§ **AIM OF THE TASK**:
Reproduce the following records verbatim.

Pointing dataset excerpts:
- - -

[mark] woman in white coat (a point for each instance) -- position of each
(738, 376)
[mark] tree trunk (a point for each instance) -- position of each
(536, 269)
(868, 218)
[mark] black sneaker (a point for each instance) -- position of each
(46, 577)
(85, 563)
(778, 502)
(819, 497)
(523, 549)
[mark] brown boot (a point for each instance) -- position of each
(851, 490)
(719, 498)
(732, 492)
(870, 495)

- - -

§ **ANSWER TO THE TASK**:
[mark] woman in white coat (a point for each instance) -- position of each
(738, 376)
[mark] tree trunk (a point for each instance) -- position of each
(536, 269)
(868, 218)
[mark] black sneaker (a point for each instance) -- position of each
(46, 577)
(85, 563)
(778, 502)
(819, 497)
(523, 549)
[mark] brown boot (a point for each instance) -- position of each
(851, 490)
(719, 498)
(732, 492)
(870, 495)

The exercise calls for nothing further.